| 本文 |
説明

セラミック多層基板の製造方法

【課題】液滴を用いて形成したパターンの加工精度を向上させたセラミック多層基板の製造方法を提供する。
【解決手段】主グリーンシート23を積層するとき、主グリーンシート23に形成した乾燥パターンPDよりも硬度が低い補助グリーンシートを、主グリーンシート23の上側及び下側に配設して積層体を形成した。積層行程や、圧着行程の際に、主グリーンシート23上に描画された導電性微粒子Iaの集合体よりなる乾燥パターンPDが補助グリーンシートにて押圧されるとき、補助グリーンシートは、乾燥パターンPDよりも硬度が低いことから、補助グリーンシートであって乾燥パターンPDと接する部分は、該乾燥パターンPDを包み込むように凹む。そして、積層工程や圧着行程において、乾燥パターンPDの潰れや変形が未然に防止する。

【発明の詳細な説明】
【技術分野】
【0001】
本発明は、セラミック多層基板の製造方法に関する。
【背景技術】
【0002】
低温焼成セラミック(LTCC:Low Temperature Co-fired Ceramics )技術は、グリーンシートと金属との一括焼成を可能にすることから、セラミックの層間に各種の受動素子を組み込んだ素子内蔵基板を具現できる。システム・オン・パッケージ(SOP)の実装技術においては、電子部品の複合化や表面実装部品に発生する寄生効果の最小化を図るため、この素子内蔵基板(以下単に、LTCC多層基板という。)に関わる製造方法が鋭意開発されている。

| 記録データ |
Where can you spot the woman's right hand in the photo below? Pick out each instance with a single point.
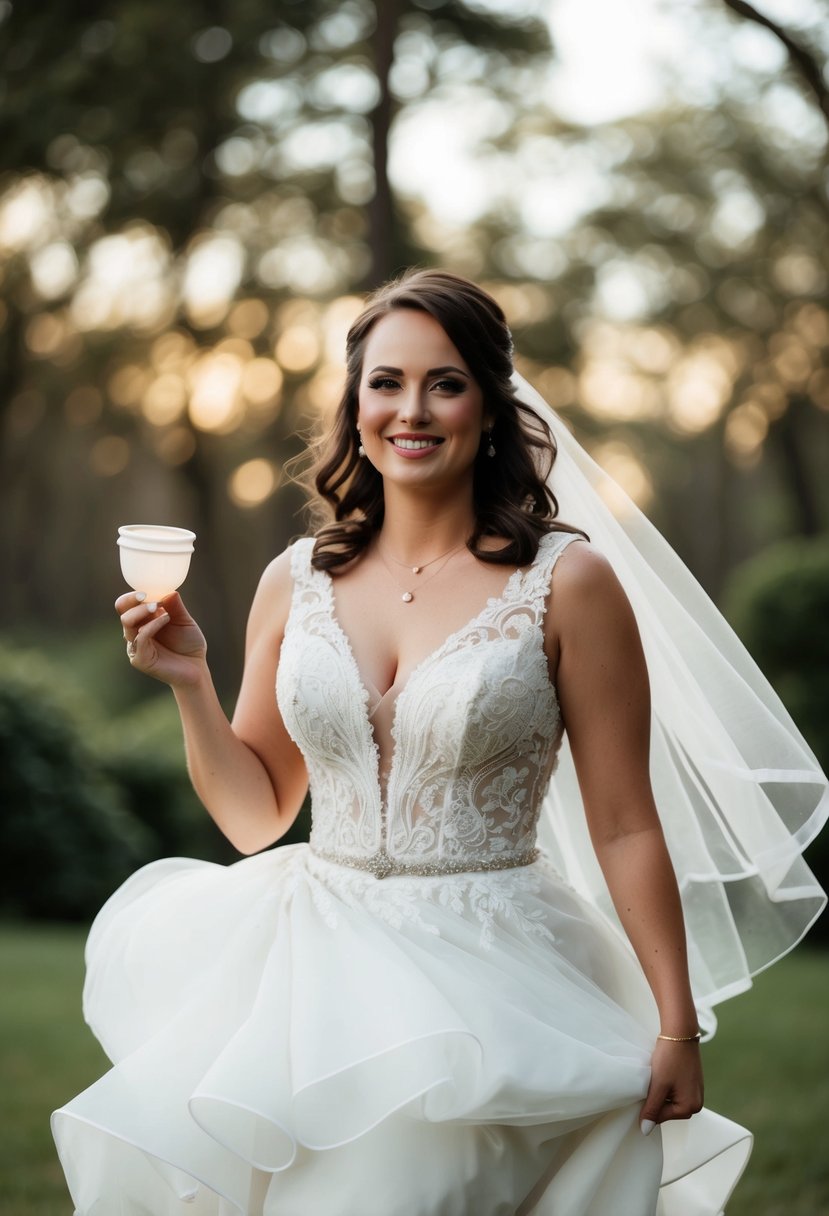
(163, 640)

| 作業指示 |
**A.** 本文によると、補助グリーンシートの硬度は乾燥パターンPDと比べてどうなっているか。
**B.** セラミック多層基板の製造方法に関する本文を、最後の文の次から書き継ぎなさい。

| 解答 |
**A.** 乾燥パターンPDよりも硬度が低い。

**B.**
【0003】
LTCC多層基板の製造方法では、複数のグリーンシートの各々に受動素子や配線等のパターンを描画する描画工程と、該パターンを有する複数のグリーンシートを積層して圧着する圧着工程と、圧着体を一括焼成する焼成工程とが順に実施される。
【0004】
描画工程には、各種パターンの高密度化を図るため、導電性インクを微小な液滴にして吐出する、いわゆるインクジェット法が提案されている(例えば、特許文献1)。インクジェット法は、数ピコリットル〜数十ピコリットルの液滴を用い、該液滴の吐出位置の変更によってパターンの微細化や狭ピッチ化を可能にする。
【0005】
前記圧着工程には、各グリーンシートの積層状態の安定化を図るため、該積層体に静水圧を加える、いわゆる静水圧成型法が提案されている(例えば、特許文献2〜4)。静水圧成型法は、積層体を減圧包装し、加熱した液体中に該積層体を静置して液体の静圧を上昇させる。これによって、積層体への等方的な加圧を可能にする。
【特許文献1】特開2005−57139号公報
【特許文献2】特開平5−315184号公報
【特許文献3】特開平6−77658号公報
【特許文献4】特開2007−201245号公報
【発明の開示】
【発明が解決しようとする課題】
【0006】
図8(a)は描画工程によるパターンの平面図であり、図8(b)は図8(a)のA−A断面図である。図9(a)は圧着工程によるパターンの平面図であり、図9(b)は図9(a)のA−A断面図である。
【0007】
インクジェット法に利用される導電性インクは、導電性微粒子の分散系であり、導電性粒子の粒径としては、一般的に、数nm〜数十nmが用いられる。図8(a)、(b)に示すように、描画工程を経てグリーンシート100に形成されたパターン101は、導電性微粒子102の集合体であり、焼成工程によって焼成されるまで、その状態を維持し続ける。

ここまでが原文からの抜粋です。